- _The problem_
Set out as a numbered list the lines of the listing beginning with the line that contains "Find every instance of the dark tree" and continuing through the line that contains "x=286 y=493", including both of those lines and leaving out any blank lines.

— begin Material provided —

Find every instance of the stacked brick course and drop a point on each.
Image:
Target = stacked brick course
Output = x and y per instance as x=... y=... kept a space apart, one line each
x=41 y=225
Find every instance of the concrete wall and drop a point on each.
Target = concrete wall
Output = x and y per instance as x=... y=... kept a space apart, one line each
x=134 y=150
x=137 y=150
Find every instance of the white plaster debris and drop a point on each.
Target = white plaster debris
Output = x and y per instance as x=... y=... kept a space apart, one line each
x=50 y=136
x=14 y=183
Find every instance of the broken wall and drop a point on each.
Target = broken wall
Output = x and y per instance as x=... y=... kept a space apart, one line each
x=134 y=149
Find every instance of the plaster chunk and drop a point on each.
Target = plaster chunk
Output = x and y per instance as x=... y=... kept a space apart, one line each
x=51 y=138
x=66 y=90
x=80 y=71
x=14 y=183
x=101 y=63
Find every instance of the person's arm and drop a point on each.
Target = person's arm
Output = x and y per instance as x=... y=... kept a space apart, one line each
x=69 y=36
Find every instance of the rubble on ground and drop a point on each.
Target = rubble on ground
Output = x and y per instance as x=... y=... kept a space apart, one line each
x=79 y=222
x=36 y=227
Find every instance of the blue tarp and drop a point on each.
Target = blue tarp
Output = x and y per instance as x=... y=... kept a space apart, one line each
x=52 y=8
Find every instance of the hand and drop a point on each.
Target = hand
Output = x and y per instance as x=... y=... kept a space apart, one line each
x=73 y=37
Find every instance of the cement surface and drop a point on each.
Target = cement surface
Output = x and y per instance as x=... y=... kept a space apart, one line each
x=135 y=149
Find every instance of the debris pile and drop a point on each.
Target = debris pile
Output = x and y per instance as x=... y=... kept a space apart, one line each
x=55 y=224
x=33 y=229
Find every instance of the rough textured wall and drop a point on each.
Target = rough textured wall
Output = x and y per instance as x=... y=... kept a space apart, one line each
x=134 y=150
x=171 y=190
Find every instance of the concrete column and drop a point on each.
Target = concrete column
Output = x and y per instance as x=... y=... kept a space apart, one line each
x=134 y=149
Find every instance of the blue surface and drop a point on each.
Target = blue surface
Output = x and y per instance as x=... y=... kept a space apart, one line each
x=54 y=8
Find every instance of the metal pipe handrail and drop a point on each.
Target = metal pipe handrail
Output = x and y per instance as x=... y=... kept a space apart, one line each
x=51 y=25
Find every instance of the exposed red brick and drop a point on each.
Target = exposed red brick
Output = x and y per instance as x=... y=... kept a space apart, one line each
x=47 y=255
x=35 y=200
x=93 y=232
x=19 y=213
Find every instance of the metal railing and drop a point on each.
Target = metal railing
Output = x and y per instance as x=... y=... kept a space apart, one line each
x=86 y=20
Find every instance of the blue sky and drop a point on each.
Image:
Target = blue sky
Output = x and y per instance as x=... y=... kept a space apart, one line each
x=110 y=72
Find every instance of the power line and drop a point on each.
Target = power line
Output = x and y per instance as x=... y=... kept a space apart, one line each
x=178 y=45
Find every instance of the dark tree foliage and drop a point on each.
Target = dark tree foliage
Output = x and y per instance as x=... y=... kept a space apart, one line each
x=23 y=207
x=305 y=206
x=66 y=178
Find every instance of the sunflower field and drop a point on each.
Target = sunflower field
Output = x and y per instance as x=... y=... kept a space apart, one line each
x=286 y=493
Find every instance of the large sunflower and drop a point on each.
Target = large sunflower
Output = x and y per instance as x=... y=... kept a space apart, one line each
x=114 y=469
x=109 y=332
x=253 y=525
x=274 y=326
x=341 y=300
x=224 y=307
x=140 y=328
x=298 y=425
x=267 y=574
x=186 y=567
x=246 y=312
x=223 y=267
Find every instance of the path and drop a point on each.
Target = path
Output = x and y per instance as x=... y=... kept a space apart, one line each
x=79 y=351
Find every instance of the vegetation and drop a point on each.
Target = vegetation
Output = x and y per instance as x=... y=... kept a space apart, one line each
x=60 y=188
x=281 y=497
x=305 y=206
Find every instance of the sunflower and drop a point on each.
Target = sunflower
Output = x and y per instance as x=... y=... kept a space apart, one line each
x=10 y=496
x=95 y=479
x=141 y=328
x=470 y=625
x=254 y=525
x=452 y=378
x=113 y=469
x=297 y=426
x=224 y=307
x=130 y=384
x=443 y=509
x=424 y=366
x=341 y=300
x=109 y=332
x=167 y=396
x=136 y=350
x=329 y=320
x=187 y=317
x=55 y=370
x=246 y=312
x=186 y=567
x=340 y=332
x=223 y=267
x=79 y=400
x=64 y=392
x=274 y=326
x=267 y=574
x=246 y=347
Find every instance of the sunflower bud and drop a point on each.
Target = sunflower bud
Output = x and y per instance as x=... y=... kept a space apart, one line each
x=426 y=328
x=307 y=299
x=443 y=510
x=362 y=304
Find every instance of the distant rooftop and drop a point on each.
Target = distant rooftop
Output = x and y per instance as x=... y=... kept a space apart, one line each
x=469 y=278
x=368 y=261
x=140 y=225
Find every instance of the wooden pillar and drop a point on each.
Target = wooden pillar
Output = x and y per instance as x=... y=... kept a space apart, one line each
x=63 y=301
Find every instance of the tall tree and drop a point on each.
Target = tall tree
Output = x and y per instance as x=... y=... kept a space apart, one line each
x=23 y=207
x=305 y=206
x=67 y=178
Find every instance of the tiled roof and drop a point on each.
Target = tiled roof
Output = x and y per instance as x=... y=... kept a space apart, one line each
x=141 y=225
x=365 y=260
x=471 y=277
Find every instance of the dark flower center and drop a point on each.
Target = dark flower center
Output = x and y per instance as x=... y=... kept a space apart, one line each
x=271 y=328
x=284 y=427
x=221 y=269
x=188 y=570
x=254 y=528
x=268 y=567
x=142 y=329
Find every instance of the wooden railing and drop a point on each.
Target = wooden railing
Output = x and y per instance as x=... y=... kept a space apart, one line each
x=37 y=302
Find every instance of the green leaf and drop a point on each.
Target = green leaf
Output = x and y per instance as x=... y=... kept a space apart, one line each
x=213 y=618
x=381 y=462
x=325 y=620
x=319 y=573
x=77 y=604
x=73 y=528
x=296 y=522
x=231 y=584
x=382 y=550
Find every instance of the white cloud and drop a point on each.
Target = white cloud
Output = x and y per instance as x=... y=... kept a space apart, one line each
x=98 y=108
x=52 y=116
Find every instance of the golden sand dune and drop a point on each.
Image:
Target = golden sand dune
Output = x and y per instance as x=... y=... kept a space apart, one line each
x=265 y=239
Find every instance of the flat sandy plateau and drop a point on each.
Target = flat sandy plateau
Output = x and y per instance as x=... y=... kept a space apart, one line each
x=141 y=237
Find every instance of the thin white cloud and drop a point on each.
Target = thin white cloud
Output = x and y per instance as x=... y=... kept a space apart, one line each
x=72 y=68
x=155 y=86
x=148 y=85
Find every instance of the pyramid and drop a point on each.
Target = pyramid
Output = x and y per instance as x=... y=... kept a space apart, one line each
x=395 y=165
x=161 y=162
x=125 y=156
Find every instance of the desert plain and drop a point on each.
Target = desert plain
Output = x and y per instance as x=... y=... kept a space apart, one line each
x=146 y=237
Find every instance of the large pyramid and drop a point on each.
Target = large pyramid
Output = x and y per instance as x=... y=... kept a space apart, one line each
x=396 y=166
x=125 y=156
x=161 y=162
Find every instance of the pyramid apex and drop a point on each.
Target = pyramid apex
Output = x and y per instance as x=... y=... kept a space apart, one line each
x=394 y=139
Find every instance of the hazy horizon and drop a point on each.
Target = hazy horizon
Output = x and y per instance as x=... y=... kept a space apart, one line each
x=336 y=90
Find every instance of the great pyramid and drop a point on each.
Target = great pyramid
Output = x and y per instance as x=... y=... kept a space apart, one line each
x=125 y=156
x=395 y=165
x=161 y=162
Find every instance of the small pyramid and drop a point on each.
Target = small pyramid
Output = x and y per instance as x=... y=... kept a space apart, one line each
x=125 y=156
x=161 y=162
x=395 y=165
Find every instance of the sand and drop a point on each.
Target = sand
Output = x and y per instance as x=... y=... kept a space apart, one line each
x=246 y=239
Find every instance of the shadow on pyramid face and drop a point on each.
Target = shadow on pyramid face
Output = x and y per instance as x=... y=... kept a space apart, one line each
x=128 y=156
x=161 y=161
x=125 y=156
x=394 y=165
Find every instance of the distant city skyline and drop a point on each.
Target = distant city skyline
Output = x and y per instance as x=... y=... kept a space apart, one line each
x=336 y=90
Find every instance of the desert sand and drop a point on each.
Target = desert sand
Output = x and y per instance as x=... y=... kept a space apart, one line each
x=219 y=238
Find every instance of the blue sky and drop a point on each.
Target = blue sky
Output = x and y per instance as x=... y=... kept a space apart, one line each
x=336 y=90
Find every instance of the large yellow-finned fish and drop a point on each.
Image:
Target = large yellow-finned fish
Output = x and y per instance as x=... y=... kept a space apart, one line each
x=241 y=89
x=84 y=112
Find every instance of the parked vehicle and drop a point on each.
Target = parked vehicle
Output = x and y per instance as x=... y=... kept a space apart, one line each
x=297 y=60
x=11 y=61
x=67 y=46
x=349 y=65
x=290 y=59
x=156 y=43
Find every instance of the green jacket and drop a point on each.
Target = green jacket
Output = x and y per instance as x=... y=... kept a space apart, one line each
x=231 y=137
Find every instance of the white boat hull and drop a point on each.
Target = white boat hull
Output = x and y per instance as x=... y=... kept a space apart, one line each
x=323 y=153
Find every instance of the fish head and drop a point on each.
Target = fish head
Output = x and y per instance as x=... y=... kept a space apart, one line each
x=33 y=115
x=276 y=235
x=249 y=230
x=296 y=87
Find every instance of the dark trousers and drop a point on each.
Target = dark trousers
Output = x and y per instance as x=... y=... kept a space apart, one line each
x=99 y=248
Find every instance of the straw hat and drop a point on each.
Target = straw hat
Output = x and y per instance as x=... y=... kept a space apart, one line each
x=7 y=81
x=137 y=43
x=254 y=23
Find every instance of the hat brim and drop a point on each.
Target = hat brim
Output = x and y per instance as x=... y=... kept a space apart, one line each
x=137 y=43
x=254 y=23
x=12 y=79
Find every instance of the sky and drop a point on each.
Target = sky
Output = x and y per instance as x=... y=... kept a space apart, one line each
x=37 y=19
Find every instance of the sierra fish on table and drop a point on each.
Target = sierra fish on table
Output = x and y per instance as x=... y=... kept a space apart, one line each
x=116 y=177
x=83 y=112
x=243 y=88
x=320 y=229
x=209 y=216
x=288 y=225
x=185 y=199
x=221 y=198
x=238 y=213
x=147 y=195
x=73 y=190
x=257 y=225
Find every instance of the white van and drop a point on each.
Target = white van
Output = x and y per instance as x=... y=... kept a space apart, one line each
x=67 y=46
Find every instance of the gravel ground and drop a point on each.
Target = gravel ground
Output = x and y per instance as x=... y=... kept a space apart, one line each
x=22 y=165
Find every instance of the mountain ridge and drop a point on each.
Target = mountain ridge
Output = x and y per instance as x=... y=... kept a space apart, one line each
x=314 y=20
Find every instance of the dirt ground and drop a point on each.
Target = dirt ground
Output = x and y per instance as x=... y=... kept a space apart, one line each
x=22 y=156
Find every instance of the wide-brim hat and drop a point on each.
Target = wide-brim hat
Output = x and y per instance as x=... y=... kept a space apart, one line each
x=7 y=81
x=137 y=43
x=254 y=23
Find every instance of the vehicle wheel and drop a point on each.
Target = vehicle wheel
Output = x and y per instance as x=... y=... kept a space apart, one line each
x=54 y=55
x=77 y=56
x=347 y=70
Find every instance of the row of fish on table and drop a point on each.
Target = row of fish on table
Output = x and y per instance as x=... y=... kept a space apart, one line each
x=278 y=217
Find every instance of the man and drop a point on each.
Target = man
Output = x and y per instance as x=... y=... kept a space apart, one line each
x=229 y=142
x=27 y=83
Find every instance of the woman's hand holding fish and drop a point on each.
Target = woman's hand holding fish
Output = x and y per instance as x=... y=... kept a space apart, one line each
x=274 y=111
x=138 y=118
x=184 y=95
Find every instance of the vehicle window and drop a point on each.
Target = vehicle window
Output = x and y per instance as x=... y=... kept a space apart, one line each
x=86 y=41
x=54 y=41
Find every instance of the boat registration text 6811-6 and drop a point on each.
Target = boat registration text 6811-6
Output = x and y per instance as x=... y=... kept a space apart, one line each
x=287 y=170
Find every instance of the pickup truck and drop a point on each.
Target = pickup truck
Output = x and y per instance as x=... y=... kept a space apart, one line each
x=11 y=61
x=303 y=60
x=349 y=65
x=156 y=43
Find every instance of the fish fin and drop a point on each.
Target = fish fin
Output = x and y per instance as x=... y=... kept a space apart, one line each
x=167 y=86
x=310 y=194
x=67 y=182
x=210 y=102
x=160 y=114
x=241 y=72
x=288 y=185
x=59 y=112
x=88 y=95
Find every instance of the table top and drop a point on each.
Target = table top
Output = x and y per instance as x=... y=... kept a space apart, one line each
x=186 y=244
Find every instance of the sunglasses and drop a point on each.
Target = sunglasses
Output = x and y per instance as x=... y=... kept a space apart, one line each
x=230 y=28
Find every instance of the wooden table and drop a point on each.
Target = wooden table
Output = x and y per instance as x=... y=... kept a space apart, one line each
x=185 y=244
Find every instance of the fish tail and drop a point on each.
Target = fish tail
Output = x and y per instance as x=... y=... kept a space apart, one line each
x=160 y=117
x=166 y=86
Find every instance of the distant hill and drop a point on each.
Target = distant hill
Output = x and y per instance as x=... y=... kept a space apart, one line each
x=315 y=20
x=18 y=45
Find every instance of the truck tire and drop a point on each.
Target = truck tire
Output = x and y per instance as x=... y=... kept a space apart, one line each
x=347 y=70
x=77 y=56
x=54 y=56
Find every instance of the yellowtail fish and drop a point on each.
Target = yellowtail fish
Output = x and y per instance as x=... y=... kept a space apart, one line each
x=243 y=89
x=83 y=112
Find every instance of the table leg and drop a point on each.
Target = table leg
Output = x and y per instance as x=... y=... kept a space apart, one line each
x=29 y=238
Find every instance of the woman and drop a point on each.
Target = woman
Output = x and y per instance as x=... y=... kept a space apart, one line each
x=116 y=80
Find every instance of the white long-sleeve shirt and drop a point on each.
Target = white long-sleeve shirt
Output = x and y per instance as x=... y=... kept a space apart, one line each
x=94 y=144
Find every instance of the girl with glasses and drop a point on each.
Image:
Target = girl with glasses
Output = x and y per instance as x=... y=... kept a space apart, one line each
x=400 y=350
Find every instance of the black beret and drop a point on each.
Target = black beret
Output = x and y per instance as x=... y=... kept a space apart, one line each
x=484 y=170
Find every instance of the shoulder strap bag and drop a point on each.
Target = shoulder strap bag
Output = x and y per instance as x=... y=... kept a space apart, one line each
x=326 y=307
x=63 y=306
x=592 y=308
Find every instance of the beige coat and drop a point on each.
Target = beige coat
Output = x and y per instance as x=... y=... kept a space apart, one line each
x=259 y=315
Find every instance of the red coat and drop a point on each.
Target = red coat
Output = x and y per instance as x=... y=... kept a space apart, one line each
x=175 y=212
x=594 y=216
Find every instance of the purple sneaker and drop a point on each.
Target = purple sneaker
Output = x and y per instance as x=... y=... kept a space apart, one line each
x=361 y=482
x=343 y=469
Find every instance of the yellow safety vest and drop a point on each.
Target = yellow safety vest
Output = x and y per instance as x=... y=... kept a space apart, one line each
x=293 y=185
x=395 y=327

— end Material provided —

- _Reply to the task_
1. Find every instance of the dark tree foliage and drop a point on each.
2. Target = dark tree foliage
3. Output = x and y per instance as x=... y=... kept a space apart, one line each
4. x=23 y=207
5. x=305 y=206
6. x=66 y=178
7. Find every instance of the sunflower field and drop a point on each.
8. Target = sunflower field
9. Output = x and y per instance as x=... y=... kept a space apart, one line each
10. x=286 y=493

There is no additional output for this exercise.